** START Data provided **

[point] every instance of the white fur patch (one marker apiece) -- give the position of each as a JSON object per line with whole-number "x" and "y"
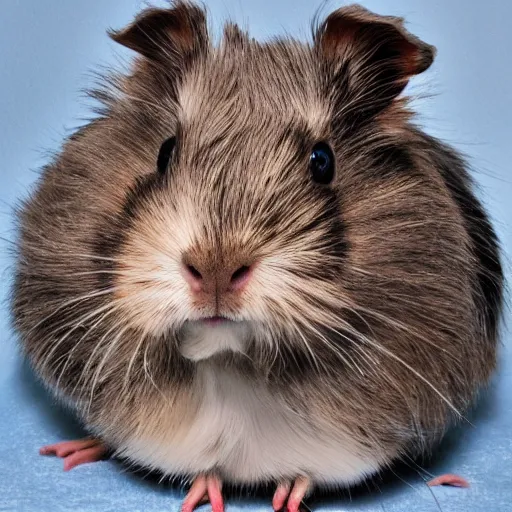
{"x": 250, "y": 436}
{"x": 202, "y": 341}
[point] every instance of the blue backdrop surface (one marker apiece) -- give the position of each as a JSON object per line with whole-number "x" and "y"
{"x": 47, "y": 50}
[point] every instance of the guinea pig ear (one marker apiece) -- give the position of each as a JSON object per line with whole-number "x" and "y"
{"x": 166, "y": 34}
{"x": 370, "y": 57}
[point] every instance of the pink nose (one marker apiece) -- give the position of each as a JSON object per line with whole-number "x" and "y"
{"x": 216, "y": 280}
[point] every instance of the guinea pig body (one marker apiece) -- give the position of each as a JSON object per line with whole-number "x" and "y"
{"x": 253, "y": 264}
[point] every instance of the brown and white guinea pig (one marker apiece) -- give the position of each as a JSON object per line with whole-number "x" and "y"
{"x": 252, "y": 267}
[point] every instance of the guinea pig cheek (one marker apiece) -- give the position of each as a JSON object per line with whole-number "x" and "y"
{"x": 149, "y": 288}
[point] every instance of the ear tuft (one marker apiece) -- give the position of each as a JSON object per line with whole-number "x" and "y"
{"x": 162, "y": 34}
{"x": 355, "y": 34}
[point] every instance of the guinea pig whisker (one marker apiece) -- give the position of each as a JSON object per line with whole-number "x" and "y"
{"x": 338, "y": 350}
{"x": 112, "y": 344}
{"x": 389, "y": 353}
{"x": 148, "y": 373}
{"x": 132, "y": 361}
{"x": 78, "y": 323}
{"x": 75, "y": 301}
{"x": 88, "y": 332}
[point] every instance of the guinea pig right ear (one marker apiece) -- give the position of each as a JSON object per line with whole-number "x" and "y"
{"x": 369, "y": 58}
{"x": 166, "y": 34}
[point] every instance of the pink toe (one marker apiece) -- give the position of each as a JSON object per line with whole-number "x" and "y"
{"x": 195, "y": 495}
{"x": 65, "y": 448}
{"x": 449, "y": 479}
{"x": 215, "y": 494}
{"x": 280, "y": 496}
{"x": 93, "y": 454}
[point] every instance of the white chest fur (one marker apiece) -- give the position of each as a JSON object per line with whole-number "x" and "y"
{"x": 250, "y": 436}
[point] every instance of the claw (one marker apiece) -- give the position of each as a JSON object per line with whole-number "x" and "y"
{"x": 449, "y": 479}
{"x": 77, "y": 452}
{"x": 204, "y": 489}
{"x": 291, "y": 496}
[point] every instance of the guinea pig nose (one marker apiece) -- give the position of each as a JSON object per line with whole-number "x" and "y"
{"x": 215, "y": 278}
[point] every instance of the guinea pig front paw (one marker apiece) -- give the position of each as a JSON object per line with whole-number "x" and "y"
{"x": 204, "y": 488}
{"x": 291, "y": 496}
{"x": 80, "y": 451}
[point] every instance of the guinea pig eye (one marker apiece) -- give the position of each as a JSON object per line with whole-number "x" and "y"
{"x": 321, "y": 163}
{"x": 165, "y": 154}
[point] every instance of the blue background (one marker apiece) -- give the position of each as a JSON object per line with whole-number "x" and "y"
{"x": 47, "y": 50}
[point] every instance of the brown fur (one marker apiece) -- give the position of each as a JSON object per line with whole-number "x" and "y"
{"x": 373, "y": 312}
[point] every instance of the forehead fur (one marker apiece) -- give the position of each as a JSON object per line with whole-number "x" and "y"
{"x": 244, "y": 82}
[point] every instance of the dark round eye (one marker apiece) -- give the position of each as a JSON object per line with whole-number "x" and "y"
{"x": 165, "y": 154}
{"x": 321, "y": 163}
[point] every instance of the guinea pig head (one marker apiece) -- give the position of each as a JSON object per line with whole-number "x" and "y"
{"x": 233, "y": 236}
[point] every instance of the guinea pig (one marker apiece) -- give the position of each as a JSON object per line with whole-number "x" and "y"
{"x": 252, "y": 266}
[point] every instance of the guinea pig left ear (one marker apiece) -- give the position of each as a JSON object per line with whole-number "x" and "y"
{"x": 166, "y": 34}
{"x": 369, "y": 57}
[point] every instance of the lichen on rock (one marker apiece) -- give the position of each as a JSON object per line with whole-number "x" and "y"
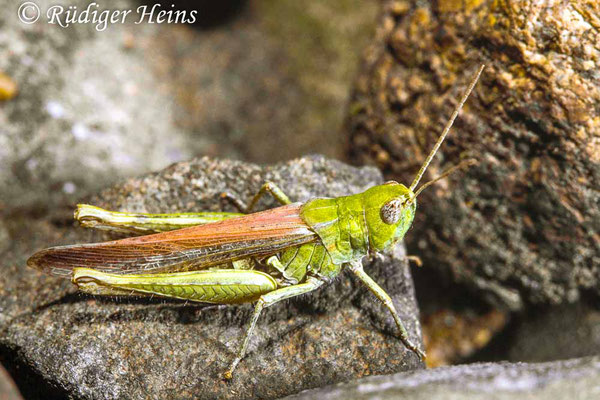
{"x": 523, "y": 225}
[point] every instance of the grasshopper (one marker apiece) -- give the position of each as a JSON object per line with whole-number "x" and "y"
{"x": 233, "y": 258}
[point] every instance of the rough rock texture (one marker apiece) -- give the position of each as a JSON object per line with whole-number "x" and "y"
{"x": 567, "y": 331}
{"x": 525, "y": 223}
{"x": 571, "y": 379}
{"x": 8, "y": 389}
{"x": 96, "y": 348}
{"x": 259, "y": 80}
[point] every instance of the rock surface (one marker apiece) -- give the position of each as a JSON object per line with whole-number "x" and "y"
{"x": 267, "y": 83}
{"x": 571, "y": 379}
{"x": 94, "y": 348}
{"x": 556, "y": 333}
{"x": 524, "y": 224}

** END Data provided **

* [What the exercise asks] Please reproduce all of the records above word for word, omitting the pictures.

* [Output below]
[point] every instance of the white fur patch (one marker apiece) -- give the position of each as a JSON object per line with whole-number "x" and "y"
{"x": 250, "y": 436}
{"x": 202, "y": 341}
[point] every instance of the blue backdrop surface (one marker apiece) -- give the position of each as a JSON object per line with whole-number "x" and "y"
{"x": 47, "y": 50}
[point] every instance of the guinea pig ear (one marker apiece) -- give the position of each as a JSON object per line with whole-number "x" and "y"
{"x": 166, "y": 34}
{"x": 370, "y": 57}
[point] every instance of the pink nose (one marker apiece) -- give the position of each as a JSON object per line with whole-number "x" and "y"
{"x": 216, "y": 280}
[point] every instance of the guinea pig body (one marker apiece) -- give the position of each as a JSON object per line with whole-number "x" and "y"
{"x": 253, "y": 264}
[point] every instance of the brown and white guinea pig (one marker apiece) -- give the position of each as a JSON object per line with whole-number "x" and "y"
{"x": 252, "y": 267}
[point] every instance of the guinea pig cheek (one marker apiece) -- give the position of each as a JSON object per line with whole-number "x" and "y"
{"x": 149, "y": 288}
[point] every instance of the ear tuft (one marker apiece) -- give the position of each as a JSON object per line with whole-number "x" and "y"
{"x": 162, "y": 34}
{"x": 355, "y": 34}
[point] every instance of the guinea pig whisker (one marker apiece) -- give the position of each as a JSON object per line with whole-number "x" and "y"
{"x": 338, "y": 350}
{"x": 112, "y": 344}
{"x": 389, "y": 353}
{"x": 148, "y": 373}
{"x": 132, "y": 361}
{"x": 78, "y": 323}
{"x": 75, "y": 301}
{"x": 88, "y": 332}
[point] every instance of the guinea pig right ear (one marker apiece) -- give the position of each as a JSON object per line with whole-number "x" and "y"
{"x": 369, "y": 58}
{"x": 166, "y": 34}
[point] every instance of the pink toe (one marker apiece) -- give the position of each as a JSON object per line with whole-number "x" and "y"
{"x": 195, "y": 495}
{"x": 65, "y": 448}
{"x": 449, "y": 479}
{"x": 215, "y": 494}
{"x": 280, "y": 496}
{"x": 93, "y": 454}
[point] every instance of the white chest fur (one marker apiece) -- give the position of each as a JSON object per line with whole-number "x" and "y"
{"x": 250, "y": 436}
[point] every instance of the claw (one marker apiece) -- give the position of each as a JSON object per line with whole-number "x" and "y"
{"x": 449, "y": 479}
{"x": 77, "y": 452}
{"x": 204, "y": 489}
{"x": 291, "y": 496}
[point] every instance of the guinea pig nose (one marker apiece) -- give the position of each as a JSON object per line with whole-number "x" and "y"
{"x": 215, "y": 278}
[point] every instance of the guinea pig front paw (one marker apiece) -- give the position of each as a JSON object per line with whole-number "x" and "y"
{"x": 204, "y": 488}
{"x": 291, "y": 496}
{"x": 80, "y": 451}
[point] every instance of the guinea pig eye (one marker apiece) -- give the position of each as a JSON object per line with whole-number "x" and "y"
{"x": 321, "y": 163}
{"x": 165, "y": 154}
[point] every instance of the blue background (one marker apiece) -- give the position of each as a JSON object per line with whole-number "x" and "y"
{"x": 47, "y": 50}
[point] every instance of the brown fur (one marker apiece) -- give the position of each as a JSON object per line with whole-number "x" and "y"
{"x": 373, "y": 312}
[point] every instance of the forehead fur (one marker apiece) -- give the position of each as a JSON object per line with whole-number "x" and "y"
{"x": 244, "y": 82}
[point] every instance of the dark round eye (one marker apiece) -- give the position of each as a JSON object per line with whole-number "x" and "y"
{"x": 165, "y": 154}
{"x": 321, "y": 163}
[point] every instance of the guinea pig head (one marker apiece) -- give the position of each as a JSON object per line with whole-number "x" and "y"
{"x": 233, "y": 236}
[point] every instance of the guinea pig (one marker apiece) -- give the position of each as a JSON object per line with whole-number "x" and "y"
{"x": 252, "y": 266}
[point] every instance of the guinea pig left ear (one marker apiece) -- give the position of each as a JSON object per line with whole-number "x" and "y"
{"x": 166, "y": 34}
{"x": 369, "y": 57}
[point] every instance of the lichen on rock (one marker apiece) -- give the position of each as a JSON object per line with whole-number "x" and "y"
{"x": 523, "y": 225}
[point] every instance of the grasshopper (one marker apiece) -- give the position of each as a JSON object per line with whole-number "x" and "y"
{"x": 233, "y": 258}
[point] every instance of the rough rock texture (one marker apiece) -- give the position of each as a JSON object per line with whole-number "x" and "y"
{"x": 567, "y": 331}
{"x": 525, "y": 223}
{"x": 571, "y": 379}
{"x": 8, "y": 389}
{"x": 96, "y": 348}
{"x": 259, "y": 80}
[point] every instance of the rock surface (one marker apiece) -- give the position of each as a JSON object per line with whole-number "x" and "y"
{"x": 267, "y": 83}
{"x": 571, "y": 379}
{"x": 94, "y": 348}
{"x": 556, "y": 333}
{"x": 524, "y": 224}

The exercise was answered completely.